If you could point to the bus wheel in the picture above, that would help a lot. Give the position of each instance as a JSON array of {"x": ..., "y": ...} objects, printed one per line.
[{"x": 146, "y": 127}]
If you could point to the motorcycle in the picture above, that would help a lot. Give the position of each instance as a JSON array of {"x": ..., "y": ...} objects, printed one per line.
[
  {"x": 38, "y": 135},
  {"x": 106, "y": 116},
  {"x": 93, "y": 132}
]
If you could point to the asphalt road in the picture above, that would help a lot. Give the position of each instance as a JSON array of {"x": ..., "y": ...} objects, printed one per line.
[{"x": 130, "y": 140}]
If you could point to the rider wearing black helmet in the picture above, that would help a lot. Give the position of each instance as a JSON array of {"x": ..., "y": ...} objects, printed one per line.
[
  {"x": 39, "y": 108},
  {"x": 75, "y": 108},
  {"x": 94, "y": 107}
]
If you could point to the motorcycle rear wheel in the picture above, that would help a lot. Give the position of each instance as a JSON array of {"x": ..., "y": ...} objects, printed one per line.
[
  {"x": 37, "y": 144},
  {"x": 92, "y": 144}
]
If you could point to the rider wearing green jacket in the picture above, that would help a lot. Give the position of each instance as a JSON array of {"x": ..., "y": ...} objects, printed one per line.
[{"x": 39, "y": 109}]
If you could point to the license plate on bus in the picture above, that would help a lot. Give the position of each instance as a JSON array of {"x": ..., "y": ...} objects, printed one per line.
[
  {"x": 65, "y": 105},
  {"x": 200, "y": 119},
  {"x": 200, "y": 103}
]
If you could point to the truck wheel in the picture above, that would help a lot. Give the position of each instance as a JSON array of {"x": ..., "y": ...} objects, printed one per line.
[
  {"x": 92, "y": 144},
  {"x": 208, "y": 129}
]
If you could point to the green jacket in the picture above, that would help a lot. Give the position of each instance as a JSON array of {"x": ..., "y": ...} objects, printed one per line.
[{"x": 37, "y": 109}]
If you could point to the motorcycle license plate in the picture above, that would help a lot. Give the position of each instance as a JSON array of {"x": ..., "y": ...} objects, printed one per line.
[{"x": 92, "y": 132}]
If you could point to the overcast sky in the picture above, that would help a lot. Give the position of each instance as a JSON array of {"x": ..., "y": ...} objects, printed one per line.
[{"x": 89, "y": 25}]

··········

__Exercise__: Return every entry verbatim.

__Exercise result__:
If you could point to the bus wheel in the picture above, that would help a lot. Give the position of each instance as a JSON array of {"x": ..., "y": ...} objects, printed one per line.
[{"x": 146, "y": 127}]
If you could point to the motorcycle in the picture above, that would help a lot. Give the position of each instance as a JSON array of {"x": ..., "y": ...} objects, printed one per line.
[
  {"x": 38, "y": 135},
  {"x": 106, "y": 116},
  {"x": 93, "y": 132}
]
If you could point to the asphalt road in the picture above, that would help a lot. Give the position of each instance as a JSON array of {"x": ..., "y": ...} objects, printed one per line.
[{"x": 130, "y": 140}]
If you could point to the rider wearing black helmet in the picture above, that would help a lot. Give the position of each instance as a JSON array of {"x": ..., "y": ...} objects, printed one per line.
[
  {"x": 39, "y": 108},
  {"x": 75, "y": 108},
  {"x": 94, "y": 107}
]
If you could point to the motorcycle rear wheel in the picture above, that would help a lot. Give the position of each instance as a JSON array of {"x": ..., "y": ...} objects, printed one per line.
[
  {"x": 37, "y": 144},
  {"x": 92, "y": 144}
]
If you could point to the rider wearing green jacket in the picture above, that would help a lot. Give the position of each instance as a JSON array of {"x": ..., "y": ...} objects, printed one per line.
[{"x": 39, "y": 109}]
If you could point to the license plate on bus in the picture above, that would help a lot. Give the position of each instance as a JSON array of {"x": ..., "y": ...} objects, printed one per line.
[
  {"x": 65, "y": 105},
  {"x": 200, "y": 119},
  {"x": 200, "y": 103}
]
If you could point to the truck wheel in the picture above, that would help a lot. Give the position of each instance as a JSON array of {"x": ..., "y": ...} objects, printed one per line.
[
  {"x": 92, "y": 144},
  {"x": 208, "y": 129}
]
If you could point to the green jacket in the picture above, that would help a lot. Give the position of each instance as a JSON array of {"x": ..., "y": ...} objects, printed one per line.
[{"x": 37, "y": 109}]
If you could point to the motorcycle license plate in the picture above, that would help a lot. Give the position of each instance as a JSON array of {"x": ..., "y": ...} objects, printed one per line.
[{"x": 92, "y": 132}]
If you could point to the overcast sky in the picture above, that would help a lot. Give the position of each instance as a JSON array of {"x": ..., "y": ...} objects, printed one per line.
[{"x": 89, "y": 25}]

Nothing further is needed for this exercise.